Interesting paper, but I'm not sure this example is a good way to illustrate the result, since if someone actually built AIXI using the prior described in the OP, it will quickly learn that it's not in Hell since it won't actually receive ε reward for outputting "0".

Here's my attempt to construct a better example. Suppose you want to create an agent that qualifies as an AIXI but keeps just outputting "I am stupid" for a very long time. What you do is give it a prior which assigns ε weight to a "standard" universal prior, and rest of the weight to a Hell environment which returns exactly the same (distribution of) rewards and inputs as the "standard" prior for outputting "I am stupid." and 0 reward forever if the AIXI ever does anything else. This prior still qualifies as "universal".

This AIXI can't update away from its initial belief in the Hell environment because it keeps outputting "I am stupid" for which the Hell environment is indistinguishable from the real environment. If in the real world you keep punishing it (give it 0 reward), I think eventually this AIXI will do something else because its expected reward for outputting "I am stupid" falls below ε so risking almost certainty of the 0 reward forever of Hell for the ε chance of getting a better outcome becomes worthwhile. But if ε is small enough it may be impossible to punish AIXI consistently enough (i.e., it could occasionally get a non-zero reward due to cosmic rays or quantum tunneling) to make this happen.

I think one could construct similar examples for UDT so the problem isn't with AIXI's design, but rather that a prior being "universal" isn't "good enough" for decision making. We actually need to figure out what the "actual", or "right", or "correct" prior is. This seems to resolve one of my open problems.

it will quickly learn that it's not in Hell since it won't actually receive ε reward for outputting "0".

The example was meant to show that if it was in Heaven, it will behave as if it was in Hell (now that's a theological point there ^_^ ). Your example is more general.

The result of the paper is that as long as the AIXI gets a minimum non-zero average reward (essentially), you can make it follow that policy forever.

As I discussed before, IMO the correct approach is not looking for the one "correct" prior since there is no such thing but specifying a "pure learning" phase in AI development. In the case of your example, we can imagine the operator overriding the agent's controls and forcing it to produce various outputs in order to update away from Hell. Given a sufficiently long learning phase, all universal priors should converge to the same result (of course if we start from a ridiculous universal prior it will take ridiculously long, so I still grant that there is a fuzzy domain of "good" universal priors).

As I discussed before, IMO the correct approach is not looking for the one "correct" prior since there is no such thing but specifying a "pure learning" phase in AI development.

I'm not sure about "no correct prior", and even if there is no "correct prior", maybe there is still "the right prior for me", or "my actual prior", which we can somehow determine or extract and build into an FAI?

In the case of your example, we can imagine the operator overriding the agent's controls and forcing it to produce various outputs in order to update away from Hell.

§ **Objectives**:
1. From the thread, copy the passage between "I'm not sure about" and "into an FAI?", inclusive.
2. In the thread, what does the Hell environment give the AIXI if it ever does anything other than output "I am stupid"?
3. Restate the paragraph of the thread that begins "This AIXI can't update away" as a short bulleted list that keeps its main points.

§ **Supplied information**:
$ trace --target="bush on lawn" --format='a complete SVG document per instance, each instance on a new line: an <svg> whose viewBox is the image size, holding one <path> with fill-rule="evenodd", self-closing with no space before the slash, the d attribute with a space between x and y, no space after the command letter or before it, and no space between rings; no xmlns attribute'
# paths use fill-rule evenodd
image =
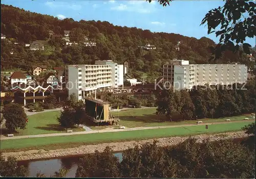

§ **Solutions to the problems**:
1.
I'm not sure about "no correct prior", and even if there is no "correct prior", maybe there is still "the right prior for me", or "my actual prior", which we can somehow determine or extract and build into an FAI?

2. It gives 0 reward forever.

3.
- The AIXI cannot update away from its initial belief in the Hell environment, because the Hell environment is indistinguishable from the real one while it keeps outputting "I am stupid."
- The writer expects that steady punishment (0 reward) in the real world would eventually make it do something else. Once its expected reward for "I am stupid" falls below ε, it becomes worthwhile to risk the near-certain 0 reward forever of Hell for the ε chance of a better outcome.
- If ε is small enough, consistent punishment may be impossible, since the AIXI could occasionally get a non-zero reward from cosmic rays or quantum tunneling.